Work instruction A –
In the KVM patch thread, which page faults does the patch currently fix on the fast path?
Work instruction B –
Do these statements agree with the KVM patch thread: (i) the patch changes two files, (ii) the patch has more deletions than insertions, (iii) the fast path applies when the present bit of the page fault error code is clear? Answer yes or no for each, quoting the deciding words.
Work instruction C –
How would you restate the paragraph of the KVM patch thread beginning "If the the present bit" in one shorter sentence that keeps its main facts?

Text passage –
☆ ☆ ☆ ☆ ☆ ☆ ☆
On Wed, Apr 18, 2012 at 11:53:51AM +0800, Xiao Guangrong wrote:
> On 04/18/2012 09:47 AM, Marcelo Tosatti wrote:
> 
> > On Fri, Apr 13, 2012 at 06:16:33PM +0800, Xiao Guangrong wrote:
> >> If the the present bit of page fault error code is set, it indicates
> >> the shadow page is populated on all levels, it means what we do is
> >> only modify the access bit which can be done out of mmu-lock
> >>
> >> Currently, in order to simplify the code, we only fix the page fault
> >> caused by write-protect on the fast path
> >>
> >> Signed-off-by: Xiao Guangrong <[email protected]>
> >> ---
> >>  arch/x86/kvm/mmu.c         |  205 
> >> ++++++++++++++++++++++++++++++++++++++++----
> >>  arch/x86/kvm/paging_tmpl.h |    3 +
> >>  2 files changed, 192 insertions(+), 16 deletions(-)
> >>
> >> diff --git a/arch/x86/kvm/mmu.c b/arch/x86/kvm/mmu.c
> >> index efa5d59..fc91667 100644
> >> --- a/arch/x86/kvm/mmu.c
> >> +++ b/arch/x86/kvm/mmu.c
> >> @@ -446,6 +446,13 @@ static bool __check_direct_spte_mmio_pf(u64 spte)
> >>  }
> >>  #endif
> >>
> >> +static bool spte_wp_by_dirty_log(u64 spte)
> >> +{
> >> +  WARN_ON(is_writable_pte(spte));
> >> +
> >> +  return (spte & SPTE_ALLOW_WRITE) && !(spte & SPTE_WRITE_PROTECT);
> >> +}
> >> +
> >>  static bool spte_has_volatile_bits(u64 spte)
> >>  {
> >>    if (!shadow_accessed_mask)
> >> @@ -454,9 +461,18 @@ static bool spte_has_volatile_bits(u64 spte)
> >>    if (!is_shadow_present_pte(spte))
> >>            return false;
> >>
> >> -  if ((spte & shadow_accessed_mask) &&
> >> -        (!is_writable_pte(spte) || (spte & shadow_dirty_mask)))
> >> -          return false;
> >> +  if (spte & shadow_accessed_mask) {
> >> +          if (is_writable_pte(spte))
> >> +                  return !(spte & shadow_dirty_mask);
> >> +
> >> +          /*
> >> +           * If the spte is write-protected by dirty-log, it may
> >> +           * be marked writable on fast page fault path, then CPU
> >> +           * can modify the Dirty bit.
☆ ☆ ☆ ☆ ☆ ☆ ☆
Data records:

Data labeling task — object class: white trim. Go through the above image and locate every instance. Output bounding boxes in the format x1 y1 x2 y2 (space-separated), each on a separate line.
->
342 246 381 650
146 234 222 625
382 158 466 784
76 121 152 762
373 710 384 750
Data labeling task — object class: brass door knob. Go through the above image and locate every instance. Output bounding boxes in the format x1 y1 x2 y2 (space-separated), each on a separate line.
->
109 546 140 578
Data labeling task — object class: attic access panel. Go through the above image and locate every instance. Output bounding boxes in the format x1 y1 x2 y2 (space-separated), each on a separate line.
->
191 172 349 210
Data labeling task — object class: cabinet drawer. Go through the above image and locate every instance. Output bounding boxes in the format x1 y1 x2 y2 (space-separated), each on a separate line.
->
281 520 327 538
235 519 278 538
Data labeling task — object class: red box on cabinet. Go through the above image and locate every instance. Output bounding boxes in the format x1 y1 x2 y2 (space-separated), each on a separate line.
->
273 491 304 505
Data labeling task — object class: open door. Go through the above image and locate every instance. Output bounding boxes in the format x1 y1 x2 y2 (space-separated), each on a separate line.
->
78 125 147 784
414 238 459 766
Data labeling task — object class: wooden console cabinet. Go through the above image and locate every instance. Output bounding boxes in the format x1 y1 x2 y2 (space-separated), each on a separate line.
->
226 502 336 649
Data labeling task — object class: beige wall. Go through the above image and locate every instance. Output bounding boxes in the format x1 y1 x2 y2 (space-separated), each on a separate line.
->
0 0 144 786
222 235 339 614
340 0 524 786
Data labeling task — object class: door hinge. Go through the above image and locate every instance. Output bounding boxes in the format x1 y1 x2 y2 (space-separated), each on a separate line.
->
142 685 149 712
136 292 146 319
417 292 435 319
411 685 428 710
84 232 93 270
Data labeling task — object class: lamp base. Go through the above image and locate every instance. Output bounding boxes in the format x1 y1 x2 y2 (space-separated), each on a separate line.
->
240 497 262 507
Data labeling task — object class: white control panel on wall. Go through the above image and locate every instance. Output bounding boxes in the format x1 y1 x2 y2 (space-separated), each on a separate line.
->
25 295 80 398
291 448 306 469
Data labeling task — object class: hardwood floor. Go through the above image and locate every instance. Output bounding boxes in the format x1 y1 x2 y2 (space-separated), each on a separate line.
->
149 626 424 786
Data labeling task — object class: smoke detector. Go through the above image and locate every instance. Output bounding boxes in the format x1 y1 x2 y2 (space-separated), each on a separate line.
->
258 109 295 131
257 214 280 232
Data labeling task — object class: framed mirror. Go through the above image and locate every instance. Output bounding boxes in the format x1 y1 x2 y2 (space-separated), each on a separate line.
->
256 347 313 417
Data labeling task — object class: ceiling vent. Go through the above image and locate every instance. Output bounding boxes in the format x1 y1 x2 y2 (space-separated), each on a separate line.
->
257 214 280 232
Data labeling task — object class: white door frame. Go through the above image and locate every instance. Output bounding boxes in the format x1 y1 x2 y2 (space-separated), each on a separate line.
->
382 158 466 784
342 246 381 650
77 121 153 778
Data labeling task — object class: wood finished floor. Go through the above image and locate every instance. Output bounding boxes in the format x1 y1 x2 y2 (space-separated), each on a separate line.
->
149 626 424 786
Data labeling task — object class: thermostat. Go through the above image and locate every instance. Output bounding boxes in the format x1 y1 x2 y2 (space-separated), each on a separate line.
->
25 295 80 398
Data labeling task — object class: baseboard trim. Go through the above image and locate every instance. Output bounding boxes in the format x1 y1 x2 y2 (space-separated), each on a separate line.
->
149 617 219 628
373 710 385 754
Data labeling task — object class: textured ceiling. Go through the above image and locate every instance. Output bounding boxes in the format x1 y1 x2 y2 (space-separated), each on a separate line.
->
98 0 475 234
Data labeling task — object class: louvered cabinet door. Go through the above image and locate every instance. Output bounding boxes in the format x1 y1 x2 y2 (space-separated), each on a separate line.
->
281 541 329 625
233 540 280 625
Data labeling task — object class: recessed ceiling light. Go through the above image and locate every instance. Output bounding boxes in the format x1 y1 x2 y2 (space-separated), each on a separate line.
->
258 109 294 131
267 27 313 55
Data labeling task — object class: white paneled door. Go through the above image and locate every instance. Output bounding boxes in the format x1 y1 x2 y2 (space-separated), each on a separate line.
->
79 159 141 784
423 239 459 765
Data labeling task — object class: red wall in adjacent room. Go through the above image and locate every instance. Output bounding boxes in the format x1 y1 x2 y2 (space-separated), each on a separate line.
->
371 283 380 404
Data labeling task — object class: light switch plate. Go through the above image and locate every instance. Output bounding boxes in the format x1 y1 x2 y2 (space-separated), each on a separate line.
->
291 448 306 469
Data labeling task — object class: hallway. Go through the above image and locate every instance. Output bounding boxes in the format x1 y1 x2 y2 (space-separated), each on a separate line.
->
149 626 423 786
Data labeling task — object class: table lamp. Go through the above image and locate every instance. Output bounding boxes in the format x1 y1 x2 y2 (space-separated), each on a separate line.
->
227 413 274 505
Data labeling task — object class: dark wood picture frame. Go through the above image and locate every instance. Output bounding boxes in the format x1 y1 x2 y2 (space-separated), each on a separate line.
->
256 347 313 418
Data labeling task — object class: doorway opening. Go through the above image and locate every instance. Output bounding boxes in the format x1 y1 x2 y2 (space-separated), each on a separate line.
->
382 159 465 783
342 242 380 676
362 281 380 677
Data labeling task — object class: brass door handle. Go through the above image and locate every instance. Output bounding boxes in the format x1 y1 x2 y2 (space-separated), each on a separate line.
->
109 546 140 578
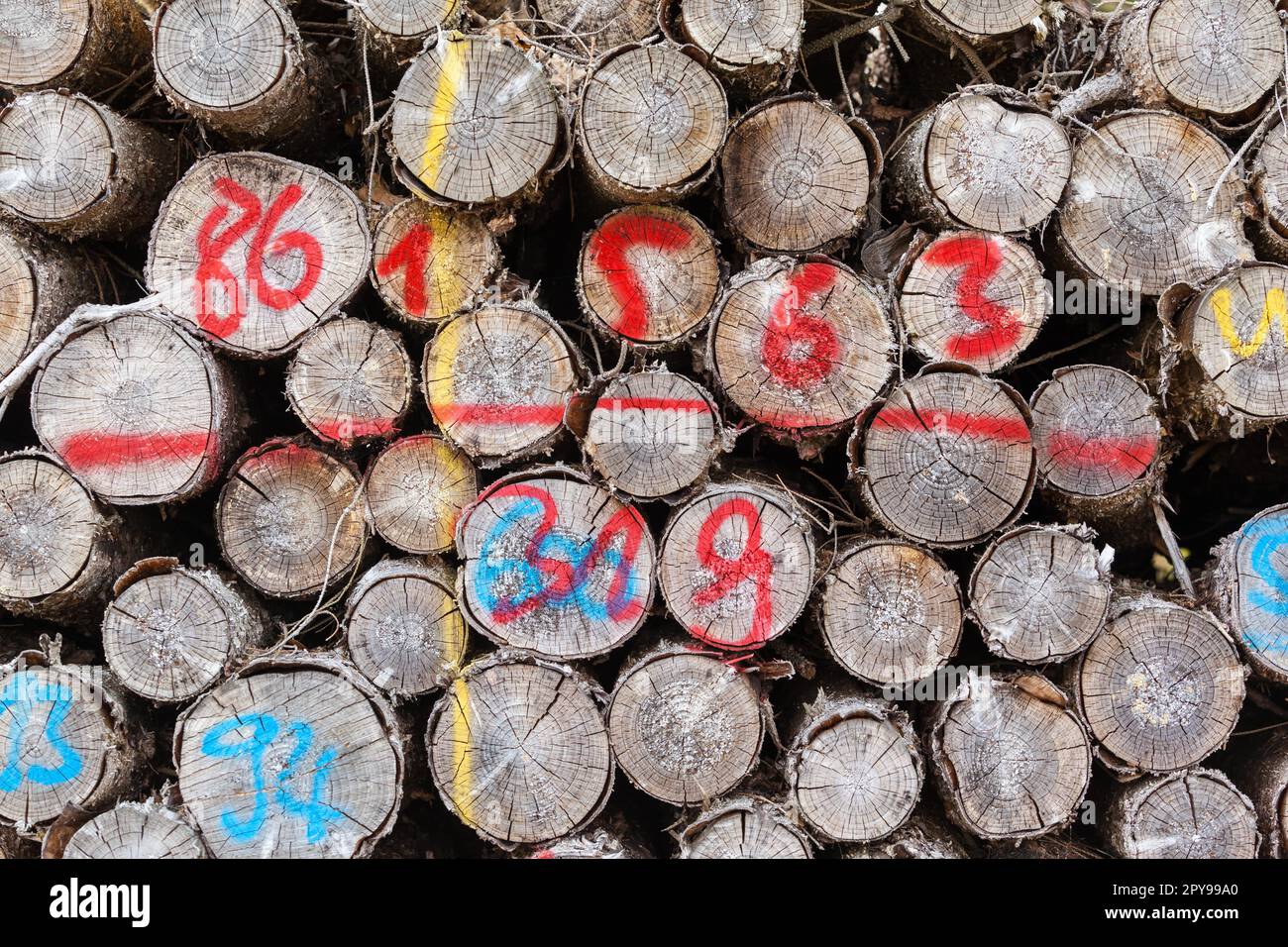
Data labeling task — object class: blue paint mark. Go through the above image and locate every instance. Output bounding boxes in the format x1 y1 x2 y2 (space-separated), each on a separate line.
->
201 714 344 845
0 672 85 792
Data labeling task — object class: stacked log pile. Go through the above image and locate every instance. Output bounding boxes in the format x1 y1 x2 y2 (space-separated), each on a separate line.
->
0 0 1288 858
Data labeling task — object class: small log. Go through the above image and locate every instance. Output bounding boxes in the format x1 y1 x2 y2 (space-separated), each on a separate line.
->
657 480 815 650
664 0 805 99
0 451 136 624
215 438 366 599
679 795 814 860
0 91 179 240
577 206 724 348
1201 505 1288 684
152 0 326 149
608 640 765 805
970 524 1111 665
0 0 149 93
785 688 923 841
57 802 206 860
145 152 371 360
286 317 413 450
344 558 467 699
1055 111 1252 296
365 434 478 556
583 368 725 500
456 467 657 660
1098 770 1259 858
31 312 248 506
426 651 613 848
103 558 271 703
576 42 729 204
0 644 154 831
174 653 406 858
890 85 1073 233
850 364 1037 548
371 197 501 329
927 672 1091 840
422 301 581 468
1031 365 1167 535
1070 596 1245 776
390 33 567 205
707 257 896 438
898 231 1048 372
818 539 963 688
720 95 881 254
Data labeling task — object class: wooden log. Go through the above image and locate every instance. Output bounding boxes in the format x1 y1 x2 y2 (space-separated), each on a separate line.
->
456 467 657 660
898 231 1050 372
889 85 1073 233
390 33 567 205
581 368 726 500
31 310 248 506
103 557 271 703
664 0 805 99
679 795 814 860
364 434 478 556
426 650 613 849
371 197 501 329
576 42 729 204
174 653 406 858
0 0 149 93
0 91 179 240
0 450 137 624
1055 111 1252 296
0 652 154 831
215 438 366 599
657 480 815 650
785 685 923 841
707 257 896 450
55 801 206 860
344 558 467 701
720 95 881 254
152 0 327 149
577 206 724 349
1031 365 1167 536
286 317 413 450
850 364 1037 548
1098 770 1259 858
818 539 963 688
1199 505 1288 684
927 672 1091 839
145 152 371 360
421 301 581 468
1069 596 1245 776
970 524 1113 665
608 640 765 805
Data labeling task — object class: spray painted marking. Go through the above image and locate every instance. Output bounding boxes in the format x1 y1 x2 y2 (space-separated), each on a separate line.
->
0 672 85 792
690 497 774 648
921 233 1022 362
201 714 344 845
590 214 693 339
476 483 647 625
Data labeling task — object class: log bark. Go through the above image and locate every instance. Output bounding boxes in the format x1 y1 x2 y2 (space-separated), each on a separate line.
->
426 650 613 849
456 467 657 660
286 317 413 450
970 524 1113 665
31 312 248 506
174 652 406 858
215 438 366 599
145 152 371 360
103 557 271 703
850 364 1037 548
0 91 179 240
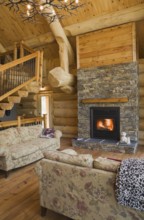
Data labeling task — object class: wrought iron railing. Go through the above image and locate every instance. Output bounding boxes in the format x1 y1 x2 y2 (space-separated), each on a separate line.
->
0 51 40 99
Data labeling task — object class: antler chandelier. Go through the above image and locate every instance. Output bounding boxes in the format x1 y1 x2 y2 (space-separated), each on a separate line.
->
0 0 82 22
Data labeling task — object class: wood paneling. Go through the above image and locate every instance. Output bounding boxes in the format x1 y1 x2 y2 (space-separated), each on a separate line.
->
77 23 136 68
139 59 144 145
61 0 144 26
53 93 77 137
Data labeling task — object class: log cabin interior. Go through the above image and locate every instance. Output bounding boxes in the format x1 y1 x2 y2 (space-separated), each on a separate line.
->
0 0 144 220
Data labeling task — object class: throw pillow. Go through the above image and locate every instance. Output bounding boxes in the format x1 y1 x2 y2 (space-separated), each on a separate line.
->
44 150 93 167
93 157 120 172
40 128 55 138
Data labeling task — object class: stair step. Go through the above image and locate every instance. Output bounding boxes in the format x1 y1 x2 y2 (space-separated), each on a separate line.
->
7 96 21 103
18 108 37 116
0 110 5 118
0 102 14 110
22 93 37 102
24 81 40 93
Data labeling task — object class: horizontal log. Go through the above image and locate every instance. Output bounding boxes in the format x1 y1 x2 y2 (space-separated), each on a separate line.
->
21 94 37 102
54 100 77 109
21 101 37 108
0 102 14 110
62 133 77 138
64 4 144 36
54 126 77 135
17 109 37 117
53 93 77 101
48 67 76 87
53 109 77 118
7 96 21 103
60 86 76 94
53 118 78 126
139 87 144 97
81 97 128 104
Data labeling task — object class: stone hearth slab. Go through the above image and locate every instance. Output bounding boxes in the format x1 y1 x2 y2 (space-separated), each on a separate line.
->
72 138 138 154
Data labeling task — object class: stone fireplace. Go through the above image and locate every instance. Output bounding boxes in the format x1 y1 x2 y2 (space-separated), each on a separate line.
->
90 107 120 141
73 62 138 153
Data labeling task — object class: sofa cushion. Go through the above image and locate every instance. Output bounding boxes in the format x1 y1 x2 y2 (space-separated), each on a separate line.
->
11 141 39 160
0 128 21 146
40 128 55 138
93 157 120 172
44 150 93 167
31 138 59 151
61 149 78 155
17 125 42 142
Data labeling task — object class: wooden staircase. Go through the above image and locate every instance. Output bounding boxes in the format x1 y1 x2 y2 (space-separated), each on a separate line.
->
0 45 42 118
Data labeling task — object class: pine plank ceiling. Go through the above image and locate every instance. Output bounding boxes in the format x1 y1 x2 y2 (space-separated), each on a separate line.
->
0 0 144 48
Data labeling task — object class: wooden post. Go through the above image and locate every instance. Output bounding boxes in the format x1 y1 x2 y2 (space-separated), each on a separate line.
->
14 43 17 60
40 50 44 86
35 51 40 82
17 116 21 127
43 114 47 128
20 41 24 58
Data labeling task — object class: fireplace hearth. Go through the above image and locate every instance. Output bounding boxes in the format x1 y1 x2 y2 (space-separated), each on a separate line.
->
90 107 120 141
73 62 139 153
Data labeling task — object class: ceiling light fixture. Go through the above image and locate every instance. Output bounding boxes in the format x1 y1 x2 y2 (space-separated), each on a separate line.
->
0 0 82 23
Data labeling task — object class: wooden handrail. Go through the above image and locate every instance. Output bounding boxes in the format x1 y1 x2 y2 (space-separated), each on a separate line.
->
0 115 47 128
0 51 40 72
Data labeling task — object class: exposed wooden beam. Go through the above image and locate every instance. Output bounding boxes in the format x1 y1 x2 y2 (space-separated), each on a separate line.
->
64 3 144 36
24 32 55 48
50 20 74 64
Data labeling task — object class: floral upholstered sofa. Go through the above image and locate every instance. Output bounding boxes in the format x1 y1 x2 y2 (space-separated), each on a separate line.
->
0 125 62 175
36 151 144 220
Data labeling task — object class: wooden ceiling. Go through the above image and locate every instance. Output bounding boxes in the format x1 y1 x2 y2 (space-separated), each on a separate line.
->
0 0 144 58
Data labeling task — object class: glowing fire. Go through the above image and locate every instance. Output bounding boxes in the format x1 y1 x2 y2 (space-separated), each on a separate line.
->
96 118 114 131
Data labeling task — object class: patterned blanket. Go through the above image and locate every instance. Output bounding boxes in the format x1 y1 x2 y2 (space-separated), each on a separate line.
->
116 159 144 211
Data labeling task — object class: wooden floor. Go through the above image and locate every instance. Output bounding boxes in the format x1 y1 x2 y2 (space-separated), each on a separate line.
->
0 139 144 220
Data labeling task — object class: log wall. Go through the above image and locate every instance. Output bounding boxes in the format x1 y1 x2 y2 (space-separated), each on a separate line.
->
139 59 144 145
53 93 78 138
77 23 136 69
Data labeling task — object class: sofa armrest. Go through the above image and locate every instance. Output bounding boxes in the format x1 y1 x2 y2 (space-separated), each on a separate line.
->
54 130 62 139
35 161 42 179
0 145 9 157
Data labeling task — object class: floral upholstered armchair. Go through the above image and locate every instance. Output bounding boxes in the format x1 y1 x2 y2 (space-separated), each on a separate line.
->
36 151 144 220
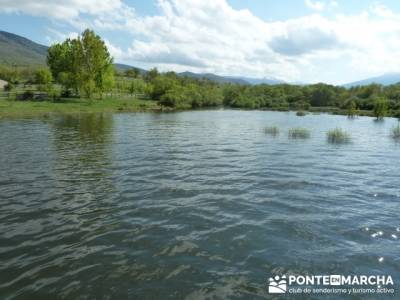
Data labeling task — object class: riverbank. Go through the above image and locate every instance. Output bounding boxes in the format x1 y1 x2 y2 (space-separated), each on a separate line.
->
0 98 397 118
0 98 165 118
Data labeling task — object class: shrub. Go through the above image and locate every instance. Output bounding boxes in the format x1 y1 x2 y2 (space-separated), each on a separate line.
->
☆ ☆ ☆ ☆ ☆ ☆ ☆
Task output A –
Only page faults caused by write-protect.

Task output B –
(i) Yes: "2 files changed"
(ii) No: "192 insertions(+), 16 deletions(-)"
(iii) No: "the present bit of page fault error code is set"

Task output C –
A set present bit in the page fault error code means the shadow page is populated on all levels, so only the access bit needs changing, which can be done outside mmu-lock.